### AIM OF THE TASK
Locate the line that contains "Target: rectangular window." in the entries below, then repeat it and every following line through the line that contains "Could you kindly annotate the trimmed", exactly, and no others.

====== RECORDS SHOWN ======

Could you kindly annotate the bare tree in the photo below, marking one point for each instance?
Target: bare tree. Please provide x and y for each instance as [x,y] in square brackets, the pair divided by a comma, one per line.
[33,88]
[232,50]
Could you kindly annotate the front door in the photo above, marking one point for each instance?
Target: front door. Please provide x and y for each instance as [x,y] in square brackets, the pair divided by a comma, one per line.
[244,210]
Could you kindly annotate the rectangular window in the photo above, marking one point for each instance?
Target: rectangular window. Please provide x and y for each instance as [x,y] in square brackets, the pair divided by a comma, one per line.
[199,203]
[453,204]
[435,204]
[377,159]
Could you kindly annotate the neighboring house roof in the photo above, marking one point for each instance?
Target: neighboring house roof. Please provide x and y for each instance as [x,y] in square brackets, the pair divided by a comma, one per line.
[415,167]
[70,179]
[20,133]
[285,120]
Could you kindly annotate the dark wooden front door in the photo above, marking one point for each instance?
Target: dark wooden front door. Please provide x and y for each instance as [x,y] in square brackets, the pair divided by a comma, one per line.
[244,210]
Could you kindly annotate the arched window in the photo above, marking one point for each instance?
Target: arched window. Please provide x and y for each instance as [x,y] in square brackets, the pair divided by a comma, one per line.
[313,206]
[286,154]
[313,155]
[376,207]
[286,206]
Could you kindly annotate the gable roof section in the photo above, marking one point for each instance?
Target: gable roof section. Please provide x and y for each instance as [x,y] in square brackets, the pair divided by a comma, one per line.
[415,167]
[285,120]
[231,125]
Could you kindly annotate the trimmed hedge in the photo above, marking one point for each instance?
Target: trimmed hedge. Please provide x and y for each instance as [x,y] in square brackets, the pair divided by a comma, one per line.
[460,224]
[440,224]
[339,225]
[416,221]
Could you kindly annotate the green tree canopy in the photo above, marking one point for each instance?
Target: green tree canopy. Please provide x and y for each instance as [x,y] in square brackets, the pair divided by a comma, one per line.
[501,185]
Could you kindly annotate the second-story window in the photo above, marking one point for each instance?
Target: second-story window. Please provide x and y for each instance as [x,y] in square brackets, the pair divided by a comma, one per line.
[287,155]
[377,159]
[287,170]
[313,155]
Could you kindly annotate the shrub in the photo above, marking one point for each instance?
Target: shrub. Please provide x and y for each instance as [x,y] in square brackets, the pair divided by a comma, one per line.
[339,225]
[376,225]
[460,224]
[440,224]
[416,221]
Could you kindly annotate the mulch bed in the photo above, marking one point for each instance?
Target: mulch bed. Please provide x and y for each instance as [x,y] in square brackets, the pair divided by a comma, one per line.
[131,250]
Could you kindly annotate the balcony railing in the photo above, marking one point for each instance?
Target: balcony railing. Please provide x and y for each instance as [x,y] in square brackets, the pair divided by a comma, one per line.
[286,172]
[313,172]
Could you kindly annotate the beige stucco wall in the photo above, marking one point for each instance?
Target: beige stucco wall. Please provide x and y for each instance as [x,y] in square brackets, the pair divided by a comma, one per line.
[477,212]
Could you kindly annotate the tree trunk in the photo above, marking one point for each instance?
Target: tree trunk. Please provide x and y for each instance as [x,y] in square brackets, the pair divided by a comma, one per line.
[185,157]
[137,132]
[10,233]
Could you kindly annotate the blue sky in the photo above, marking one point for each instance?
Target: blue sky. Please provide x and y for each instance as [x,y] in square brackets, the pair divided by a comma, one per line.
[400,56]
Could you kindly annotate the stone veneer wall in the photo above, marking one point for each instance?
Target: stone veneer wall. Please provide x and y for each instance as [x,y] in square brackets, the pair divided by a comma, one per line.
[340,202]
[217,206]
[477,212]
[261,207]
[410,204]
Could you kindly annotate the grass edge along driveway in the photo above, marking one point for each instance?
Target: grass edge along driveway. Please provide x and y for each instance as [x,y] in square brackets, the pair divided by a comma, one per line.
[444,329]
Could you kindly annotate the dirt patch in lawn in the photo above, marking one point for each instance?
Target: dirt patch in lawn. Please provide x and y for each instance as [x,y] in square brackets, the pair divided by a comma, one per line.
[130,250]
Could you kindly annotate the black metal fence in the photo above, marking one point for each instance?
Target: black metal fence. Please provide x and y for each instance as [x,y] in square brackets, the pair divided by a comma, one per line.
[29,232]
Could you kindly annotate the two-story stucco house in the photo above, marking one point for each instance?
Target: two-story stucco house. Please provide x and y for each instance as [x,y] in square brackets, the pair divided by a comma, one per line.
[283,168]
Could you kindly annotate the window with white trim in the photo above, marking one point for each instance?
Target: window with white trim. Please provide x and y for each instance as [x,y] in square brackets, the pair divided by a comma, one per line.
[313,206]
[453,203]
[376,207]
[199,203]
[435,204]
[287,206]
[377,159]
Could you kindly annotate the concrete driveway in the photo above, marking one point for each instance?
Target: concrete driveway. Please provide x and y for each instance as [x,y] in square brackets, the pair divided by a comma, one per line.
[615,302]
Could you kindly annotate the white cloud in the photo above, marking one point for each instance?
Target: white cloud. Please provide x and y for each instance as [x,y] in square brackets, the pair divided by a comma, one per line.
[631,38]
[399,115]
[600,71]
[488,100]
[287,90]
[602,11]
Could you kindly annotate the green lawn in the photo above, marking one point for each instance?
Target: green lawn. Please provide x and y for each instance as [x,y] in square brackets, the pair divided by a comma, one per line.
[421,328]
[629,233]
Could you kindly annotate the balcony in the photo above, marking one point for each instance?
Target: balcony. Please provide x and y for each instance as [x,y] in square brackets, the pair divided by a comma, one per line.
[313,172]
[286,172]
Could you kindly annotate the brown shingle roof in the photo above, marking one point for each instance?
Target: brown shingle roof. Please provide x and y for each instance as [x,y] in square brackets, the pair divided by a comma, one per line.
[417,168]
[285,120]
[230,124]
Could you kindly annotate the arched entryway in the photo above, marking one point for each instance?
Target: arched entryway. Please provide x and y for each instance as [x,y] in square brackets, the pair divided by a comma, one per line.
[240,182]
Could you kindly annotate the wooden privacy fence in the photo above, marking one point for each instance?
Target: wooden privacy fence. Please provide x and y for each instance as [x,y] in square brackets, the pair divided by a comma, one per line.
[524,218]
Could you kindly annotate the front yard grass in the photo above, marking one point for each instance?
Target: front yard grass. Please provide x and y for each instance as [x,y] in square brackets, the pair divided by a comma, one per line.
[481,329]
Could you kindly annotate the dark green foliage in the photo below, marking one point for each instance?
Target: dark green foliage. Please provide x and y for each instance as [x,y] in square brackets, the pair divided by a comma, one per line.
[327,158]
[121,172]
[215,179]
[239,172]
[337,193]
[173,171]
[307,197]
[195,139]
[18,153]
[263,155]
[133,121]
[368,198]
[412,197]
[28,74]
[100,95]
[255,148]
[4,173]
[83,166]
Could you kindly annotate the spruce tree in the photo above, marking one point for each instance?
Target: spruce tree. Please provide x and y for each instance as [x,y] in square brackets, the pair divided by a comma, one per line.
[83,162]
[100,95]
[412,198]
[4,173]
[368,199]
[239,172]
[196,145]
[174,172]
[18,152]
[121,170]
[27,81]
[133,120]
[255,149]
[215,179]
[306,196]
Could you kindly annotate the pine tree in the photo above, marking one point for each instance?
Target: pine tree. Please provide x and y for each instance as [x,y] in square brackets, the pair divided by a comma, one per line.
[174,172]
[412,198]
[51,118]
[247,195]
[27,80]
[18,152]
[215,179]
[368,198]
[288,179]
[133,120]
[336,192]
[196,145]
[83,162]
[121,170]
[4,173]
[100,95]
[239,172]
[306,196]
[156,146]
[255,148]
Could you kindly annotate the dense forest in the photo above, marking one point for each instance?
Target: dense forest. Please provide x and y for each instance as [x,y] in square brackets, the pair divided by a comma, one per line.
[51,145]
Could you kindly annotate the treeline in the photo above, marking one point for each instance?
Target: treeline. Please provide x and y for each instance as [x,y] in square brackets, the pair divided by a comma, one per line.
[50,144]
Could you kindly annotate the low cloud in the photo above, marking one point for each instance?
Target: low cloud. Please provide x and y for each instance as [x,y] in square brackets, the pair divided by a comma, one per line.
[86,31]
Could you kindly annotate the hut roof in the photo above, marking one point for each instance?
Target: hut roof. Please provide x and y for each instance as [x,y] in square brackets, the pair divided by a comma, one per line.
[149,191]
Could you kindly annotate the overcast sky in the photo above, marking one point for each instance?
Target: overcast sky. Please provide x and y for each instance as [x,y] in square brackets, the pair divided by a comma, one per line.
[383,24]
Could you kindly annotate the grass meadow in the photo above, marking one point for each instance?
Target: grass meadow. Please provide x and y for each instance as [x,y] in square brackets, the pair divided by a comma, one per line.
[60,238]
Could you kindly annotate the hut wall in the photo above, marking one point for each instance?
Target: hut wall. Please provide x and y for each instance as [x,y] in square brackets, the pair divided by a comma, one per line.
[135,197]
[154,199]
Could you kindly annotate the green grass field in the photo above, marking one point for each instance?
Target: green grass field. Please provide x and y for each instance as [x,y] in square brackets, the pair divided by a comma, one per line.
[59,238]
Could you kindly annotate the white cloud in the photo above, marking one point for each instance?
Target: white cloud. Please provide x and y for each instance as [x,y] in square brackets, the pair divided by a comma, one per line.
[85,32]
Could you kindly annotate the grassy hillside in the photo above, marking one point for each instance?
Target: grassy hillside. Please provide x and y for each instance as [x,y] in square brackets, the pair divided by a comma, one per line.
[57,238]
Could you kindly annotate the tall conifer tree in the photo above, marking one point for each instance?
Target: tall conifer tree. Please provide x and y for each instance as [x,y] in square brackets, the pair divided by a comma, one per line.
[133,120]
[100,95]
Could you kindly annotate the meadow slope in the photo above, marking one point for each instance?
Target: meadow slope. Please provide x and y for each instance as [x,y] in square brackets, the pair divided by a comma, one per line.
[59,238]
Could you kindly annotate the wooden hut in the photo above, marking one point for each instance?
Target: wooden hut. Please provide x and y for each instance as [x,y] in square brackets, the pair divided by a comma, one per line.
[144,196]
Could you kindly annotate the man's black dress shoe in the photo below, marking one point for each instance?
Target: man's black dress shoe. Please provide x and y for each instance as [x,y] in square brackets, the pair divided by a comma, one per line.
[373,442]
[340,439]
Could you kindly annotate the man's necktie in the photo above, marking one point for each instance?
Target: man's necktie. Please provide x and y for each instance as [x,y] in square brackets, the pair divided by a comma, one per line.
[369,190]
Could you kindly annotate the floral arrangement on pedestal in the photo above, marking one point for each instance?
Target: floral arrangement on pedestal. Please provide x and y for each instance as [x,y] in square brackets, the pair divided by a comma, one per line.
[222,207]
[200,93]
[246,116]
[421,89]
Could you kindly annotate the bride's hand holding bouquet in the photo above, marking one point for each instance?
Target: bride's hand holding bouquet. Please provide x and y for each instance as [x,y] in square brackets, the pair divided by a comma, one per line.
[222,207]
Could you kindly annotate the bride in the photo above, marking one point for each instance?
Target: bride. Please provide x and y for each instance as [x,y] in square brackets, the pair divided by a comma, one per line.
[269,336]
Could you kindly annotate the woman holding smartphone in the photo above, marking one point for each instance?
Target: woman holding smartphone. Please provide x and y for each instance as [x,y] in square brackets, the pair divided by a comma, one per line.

======

### RESPONSE BOX
Target: rectangular window. Please provide x and y for each instance as [x,y] in square brackets, the pair divided by a comma, one per line.
[199,203]
[453,204]
[435,204]
[377,159]
Could you kindly annotate the neighboring house roof in the photo above, marking one point for each instance?
Target: neighboring house roof. Please provide x and y for each instance as [x,y] in square brackets, the pair divided by a comma, one per line.
[415,167]
[70,179]
[20,133]
[285,120]
Could you kindly annotate the dark wooden front door in the photo above, marking one point for each instance?
Target: dark wooden front door. Please provide x and y for each instance as [x,y] in square brackets, the pair divided by a comma, one per line.
[244,210]
Could you kindly annotate the arched window in the photo above, marking one point for each instance?
Target: arched window. Please provide x and y for each instance as [x,y] in square brackets, the pair divided by a comma, one per line.
[313,206]
[286,154]
[313,155]
[376,207]
[286,206]
Could you kindly annotate the gable roof section in the photo above, marking one point for each instance?
Target: gable roof section. Please provide x and y for each instance as [x,y] in square brackets, the pair divided by a comma, one per line.
[415,167]
[285,120]
[231,125]
Could you kindly annotate the trimmed hedge in the photo above, marking one point for each instance?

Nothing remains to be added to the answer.